**Brief**
Rewrite every record below, substituting "point" for "marker" wherever it occurs and keeping everything else the same. Omit the pictures.

***** Excerpted records *****

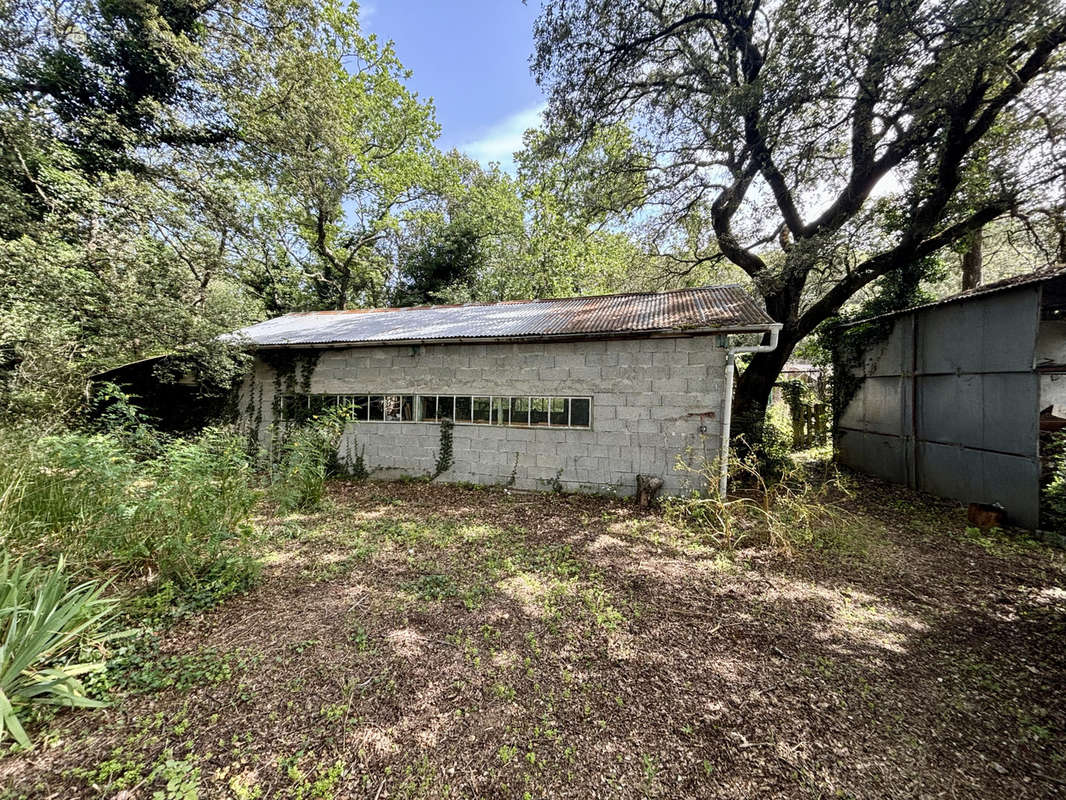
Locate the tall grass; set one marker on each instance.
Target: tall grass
(45, 623)
(795, 509)
(306, 457)
(91, 499)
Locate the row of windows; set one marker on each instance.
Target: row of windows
(554, 412)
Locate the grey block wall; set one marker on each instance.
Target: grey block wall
(650, 397)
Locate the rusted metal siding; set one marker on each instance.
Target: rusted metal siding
(726, 308)
(949, 402)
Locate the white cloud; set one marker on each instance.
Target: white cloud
(500, 140)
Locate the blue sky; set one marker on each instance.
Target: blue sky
(471, 57)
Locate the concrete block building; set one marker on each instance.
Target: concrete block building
(580, 394)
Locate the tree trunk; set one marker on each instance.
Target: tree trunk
(972, 261)
(753, 388)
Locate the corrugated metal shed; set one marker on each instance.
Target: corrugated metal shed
(711, 308)
(949, 401)
(1037, 276)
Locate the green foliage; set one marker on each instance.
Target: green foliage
(174, 517)
(1053, 493)
(446, 457)
(794, 510)
(303, 463)
(45, 625)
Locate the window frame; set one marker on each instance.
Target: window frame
(506, 403)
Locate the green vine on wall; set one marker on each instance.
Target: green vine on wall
(293, 370)
(445, 456)
(849, 344)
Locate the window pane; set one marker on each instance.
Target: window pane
(538, 411)
(288, 406)
(319, 403)
(501, 411)
(462, 410)
(519, 411)
(560, 411)
(392, 408)
(482, 405)
(353, 406)
(580, 412)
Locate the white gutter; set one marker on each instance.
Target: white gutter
(731, 353)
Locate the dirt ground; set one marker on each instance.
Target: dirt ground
(423, 641)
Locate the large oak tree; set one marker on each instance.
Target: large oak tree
(827, 143)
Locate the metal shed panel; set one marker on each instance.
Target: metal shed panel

*****

**Solution to the exercise**
Locate the tall grass; set one point on each instance.
Target: tall grass
(45, 623)
(795, 509)
(306, 457)
(91, 499)
Locate the row of windows; set one point on each instance.
Target: row of windows
(554, 412)
Locate the grey block wall; set one point on each instance.
Target: grey block wall
(650, 397)
Locate the rusted metal siding; set one point on each instance.
Target: rusted metal siding
(726, 308)
(949, 402)
Locate the white cloud; set one point on each instance.
Target: white cloud
(500, 140)
Locate the blue sky; set one point on each instance.
Target: blue sky
(471, 57)
Locate the concrete block building; set one point on each instance.
Target: concrete block building
(580, 394)
Locate the tree trunk; set one point on each instance.
Target: tree trunk
(972, 261)
(753, 388)
Locate the corrugated metal shed; set one point on each instance.
Target: corrugated metal shed
(711, 308)
(949, 401)
(1037, 276)
Locate the green foliage; set one point on each instance.
Target: green foliage
(174, 517)
(1053, 493)
(446, 457)
(794, 510)
(303, 463)
(45, 625)
Locate the window frame; set one point on each instance.
Target: window frame
(506, 403)
Locate the green vine on wall; set one point on each instance.
Target: green vine on wall
(293, 370)
(445, 456)
(849, 344)
Locate the window pane; set one point on each instance.
Target: window pane
(538, 411)
(288, 406)
(319, 403)
(501, 411)
(462, 410)
(519, 411)
(560, 411)
(392, 408)
(482, 405)
(353, 406)
(580, 412)
Locate the white gutter; set one point on each instance.
Target: white gutter
(731, 353)
Locate the dirt ground; set one point on each instance.
Target: dirt ground
(423, 641)
Locate the large oak tree; set one point on each instance.
Target: large oak tree
(827, 143)
Locate the metal shed panel; set one point on each instance.
Target: metal shed panel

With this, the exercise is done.